Revise the lines below by changing every "set a marker on" to "place a point on" and keeping everything else the same. Omit the pictures from your answer.

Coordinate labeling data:
— Start —
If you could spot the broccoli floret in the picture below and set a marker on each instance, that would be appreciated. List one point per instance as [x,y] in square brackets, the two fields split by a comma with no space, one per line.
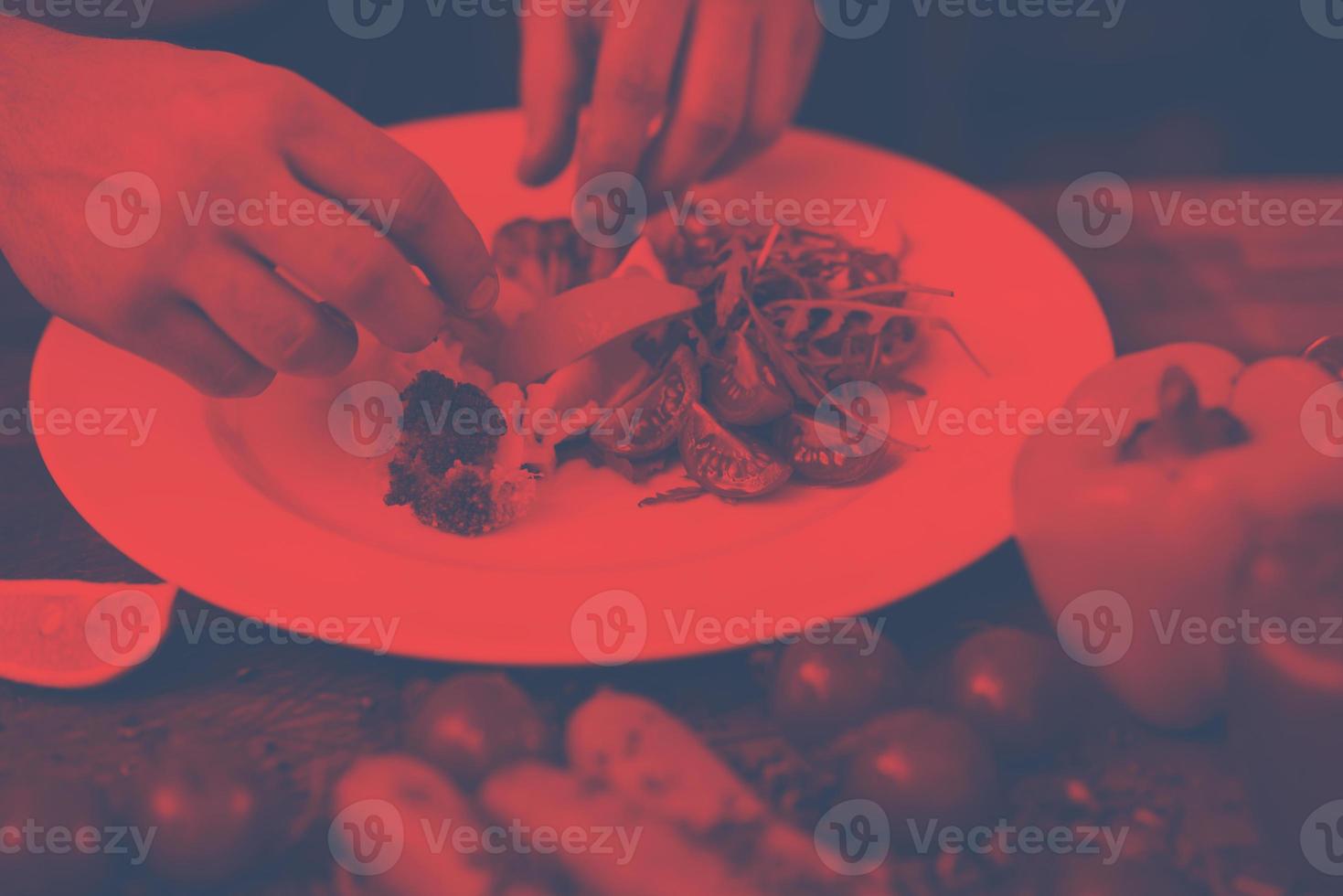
[460,501]
[446,422]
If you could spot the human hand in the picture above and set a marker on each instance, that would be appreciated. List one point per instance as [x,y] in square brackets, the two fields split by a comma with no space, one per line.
[281,214]
[725,77]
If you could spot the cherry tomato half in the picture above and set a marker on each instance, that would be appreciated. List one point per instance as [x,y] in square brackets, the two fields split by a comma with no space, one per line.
[746,389]
[656,414]
[818,452]
[474,723]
— End —
> _Exercise result_
If you could spot the broccoli floret in the picture below and place a point on each instance, that would be appreciated. List one point per instance as [x,y] in square brackets, the two fields split by a comma with no space, one per line.
[460,501]
[446,422]
If you could spot the human hand in the picture above and place a point on each instance, that would be appreciated. List one point per instance as [x,y] in square brackets, the two fields split by a comma with no space, one per line.
[281,214]
[725,77]
If you could spot the cherry tomato half in the picture above and place a point on each instance, that would be appreciated. List one point per instance as [x,y] in square brackets, the two fields split by a comma with no space, one per line.
[746,389]
[656,414]
[818,452]
[474,723]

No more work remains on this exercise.